:: DOCUMENT SEGMENT ::

How to applying quantization model on CUDA?

Hi ! I’m a newbie for quantizationing.I’ve met a problem during using quantization like below error output:

'quantized::embedding_byte' is only available for these backends: [CPU, Meta,   
BackendSelect, Python, FuncTorchDynamicLayerBackMode,   
Functionalize, Named, Conjugate, Negative, ZeroTensor, ADInplaceOrView, AutogradOther, 
AutogradCPU, AutogradCUDA, AutogradXLA, AutogradMPS, AutogradXPU, AutogradHPU, 
AutogradLazy, AutogradMeta, Tracer, AutocastCPU, AutocastCUDA, 
FuncTorchBatched, BatchedNestedTensor, 
FuncTorchVmapMode, Batched, VmapMode, 
FuncTorchGradWrapper, PythonTLSSnapshot, 
FuncTorchDynamicLayerFrontMode, PreDispatch, PythonDispatcher].

When i fall backing into CPU,it raised another error:

RuntimeError: quantized::linear_dynamic() Expected a value of type 'Tensor' for argument 'X' but instead found type 'method'.

:::
:: DATASET CONTENT ::

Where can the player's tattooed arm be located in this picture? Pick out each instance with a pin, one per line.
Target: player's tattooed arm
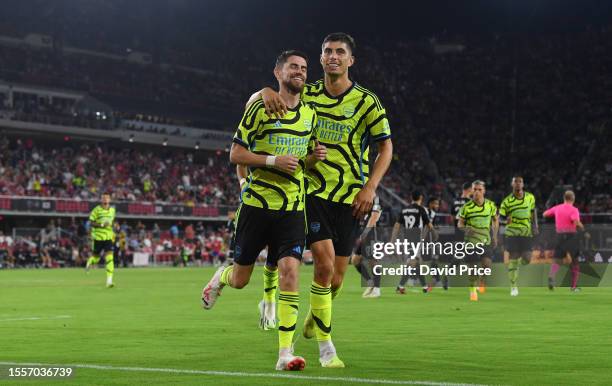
(241, 156)
(273, 103)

:::

_BRIEF 1_
In the forum post about running a quantized model on CUDA, which quantized operator does the first error say is available only for the listed backends?
_BRIEF 2_
Reproduce a passage from the forum post about running a quantized model on CUDA, starting at the words "When i fall" and stopping after the words "found type 'method'.".

_ANSWER 1_
quantized::embedding_byte

_ANSWER 2_
When i fall backing into CPU,it raised another error:

RuntimeError: quantized::linear_dynamic() Expected a value of type 'Tensor' for argument 'X' but instead found type 'method'.